Aangeleverde tekst |

────────────────────

Een aantal aspecten van Preflight zoals profielen, controles en correcties kunnen door middel van variabelen worden afgehandeld. Met variabelen kunt u het volgende configureren:
- aan-uitschakelaar voor controles en correcties in een profiel;
- de ernst voor controles en correcties;
- bladeren naar diverse opties van pop-upmenu's;
- velden van het type selectievakje, pop-up- of invoervelden voor tekst of getallen;
- naam- en beschrijvingsveld.
De optie voor variabelen is toegankelijk wanneer u een Preflight-profiel, controles of correcties bewerkt. Wanneer u op het variabele-pictogram klikt, wordt een lijst met variabelen weergegeven. De variabele die in de huidige context (profiel, controles of correcties) wordt gebruikt, wordt boven aan weergegeven, gevolgd door alle variabelen in de huidige bibliotheek.

────────────────────

Opdrachten |
[A] Noem alle onderdelen die je volgens de aangeleverde tekst met variabelen kunt configureren.
[B] Typ de records over, beginnend bij het begin van de records en eindigend bij de regel die "225L372 226L382 247L369" bevat, beide inbegrepen. Laat de afbeeldingen weg.

────────────────────

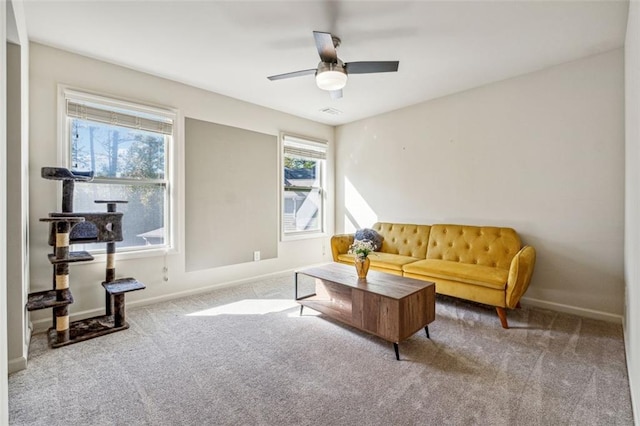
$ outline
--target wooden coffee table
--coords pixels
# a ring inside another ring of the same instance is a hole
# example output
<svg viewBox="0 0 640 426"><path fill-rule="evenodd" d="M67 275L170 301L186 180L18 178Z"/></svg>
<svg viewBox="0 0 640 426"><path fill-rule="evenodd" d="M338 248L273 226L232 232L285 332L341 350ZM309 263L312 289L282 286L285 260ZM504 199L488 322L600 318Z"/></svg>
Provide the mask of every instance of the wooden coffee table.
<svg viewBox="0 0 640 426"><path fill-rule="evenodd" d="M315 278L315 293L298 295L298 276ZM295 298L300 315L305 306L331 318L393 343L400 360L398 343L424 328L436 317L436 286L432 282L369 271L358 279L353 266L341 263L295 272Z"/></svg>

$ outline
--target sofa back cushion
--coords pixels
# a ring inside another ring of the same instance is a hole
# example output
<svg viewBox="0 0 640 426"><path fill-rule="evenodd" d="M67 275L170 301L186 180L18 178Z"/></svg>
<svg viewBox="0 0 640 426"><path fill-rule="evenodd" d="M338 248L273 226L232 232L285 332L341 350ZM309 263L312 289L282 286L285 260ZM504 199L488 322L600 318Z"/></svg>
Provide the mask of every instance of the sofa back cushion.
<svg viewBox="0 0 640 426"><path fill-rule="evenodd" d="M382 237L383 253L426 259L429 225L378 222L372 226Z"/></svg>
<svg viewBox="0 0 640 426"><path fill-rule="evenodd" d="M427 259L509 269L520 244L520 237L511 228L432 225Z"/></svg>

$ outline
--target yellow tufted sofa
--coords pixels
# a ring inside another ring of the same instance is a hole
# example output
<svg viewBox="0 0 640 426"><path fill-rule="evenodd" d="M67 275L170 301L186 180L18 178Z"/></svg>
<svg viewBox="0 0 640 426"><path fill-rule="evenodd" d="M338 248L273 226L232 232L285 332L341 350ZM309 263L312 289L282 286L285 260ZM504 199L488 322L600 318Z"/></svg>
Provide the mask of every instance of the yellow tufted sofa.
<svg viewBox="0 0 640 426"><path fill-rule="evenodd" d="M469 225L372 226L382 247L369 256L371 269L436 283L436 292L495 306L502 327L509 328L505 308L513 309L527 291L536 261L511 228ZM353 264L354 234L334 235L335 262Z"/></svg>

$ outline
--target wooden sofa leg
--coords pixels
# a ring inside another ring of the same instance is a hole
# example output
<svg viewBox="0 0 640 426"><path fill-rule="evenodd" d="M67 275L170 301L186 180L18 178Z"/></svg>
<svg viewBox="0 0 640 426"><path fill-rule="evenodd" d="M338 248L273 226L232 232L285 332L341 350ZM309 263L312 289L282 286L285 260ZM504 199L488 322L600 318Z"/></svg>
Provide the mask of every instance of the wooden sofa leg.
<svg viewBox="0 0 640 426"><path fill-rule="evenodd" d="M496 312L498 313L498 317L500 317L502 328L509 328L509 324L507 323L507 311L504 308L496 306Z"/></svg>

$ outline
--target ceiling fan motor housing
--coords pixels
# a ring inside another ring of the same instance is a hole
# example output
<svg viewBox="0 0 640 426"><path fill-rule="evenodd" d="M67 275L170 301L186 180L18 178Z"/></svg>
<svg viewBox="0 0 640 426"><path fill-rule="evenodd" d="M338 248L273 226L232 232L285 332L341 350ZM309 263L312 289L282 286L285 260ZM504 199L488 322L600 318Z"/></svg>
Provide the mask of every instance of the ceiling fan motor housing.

────────────────────

Antwoorden |
[A]
- aan-uitschakelaar voor controles en correcties in een profiel
- de ernst voor controles en correcties
- bladeren naar diverse opties van pop-upmenu's
- velden van het type selectievakje, pop-up- of invoervelden voor tekst of getallen
- naam- en beschrijvingsveld

[B]
$ outline
--target wooden coffee table
--coords pixels
# a ring inside another ring of the same instance is a hole
# example output
<svg viewBox="0 0 640 426"><path fill-rule="evenodd" d="M67 275L170 301L186 180L18 178Z"/></svg>
<svg viewBox="0 0 640 426"><path fill-rule="evenodd" d="M338 248L273 226L232 232L285 332L341 350ZM309 263L312 289L282 286L285 260ZM504 199L488 322L600 318Z"/></svg>
Provide the mask of every instance of the wooden coffee table.
<svg viewBox="0 0 640 426"><path fill-rule="evenodd" d="M315 278L315 293L298 295L298 276ZM295 298L300 315L305 306L331 318L393 343L400 360L398 343L424 328L436 317L436 286L432 282L369 271L358 279L353 266L341 263L295 272Z"/></svg>

$ outline
--target sofa back cushion
--coords pixels
# a ring inside another ring of the same instance is a hole
# example output
<svg viewBox="0 0 640 426"><path fill-rule="evenodd" d="M67 275L170 301L186 180L18 178Z"/></svg>
<svg viewBox="0 0 640 426"><path fill-rule="evenodd" d="M338 248L273 226L232 232L285 332L341 350ZM309 263L312 289L282 286L285 260ZM504 199L488 322L600 318Z"/></svg>
Provide the mask of every instance of the sofa back cushion.
<svg viewBox="0 0 640 426"><path fill-rule="evenodd" d="M382 237L383 253L426 259L429 225L378 222L372 226Z"/></svg>
<svg viewBox="0 0 640 426"><path fill-rule="evenodd" d="M427 259L509 269L520 244L520 237L511 228L432 225Z"/></svg>

$ outline
--target yellow tufted sofa
--coords pixels
# a ring inside another ring of the same instance is a hole
# example output
<svg viewBox="0 0 640 426"><path fill-rule="evenodd" d="M67 275L170 301L186 180L18 178Z"/></svg>
<svg viewBox="0 0 640 426"><path fill-rule="evenodd" d="M338 248L273 226L232 232L285 332L341 350ZM309 263L312 289L282 286L285 260ZM504 199L488 322L600 318Z"/></svg>
Provide the mask of every instance of the yellow tufted sofa.
<svg viewBox="0 0 640 426"><path fill-rule="evenodd" d="M469 225L372 226L382 247L369 256L371 269L436 283L436 292L495 306L502 327L509 328L505 308L513 309L527 291L536 261L511 228ZM353 264L354 234L334 235L335 262Z"/></svg>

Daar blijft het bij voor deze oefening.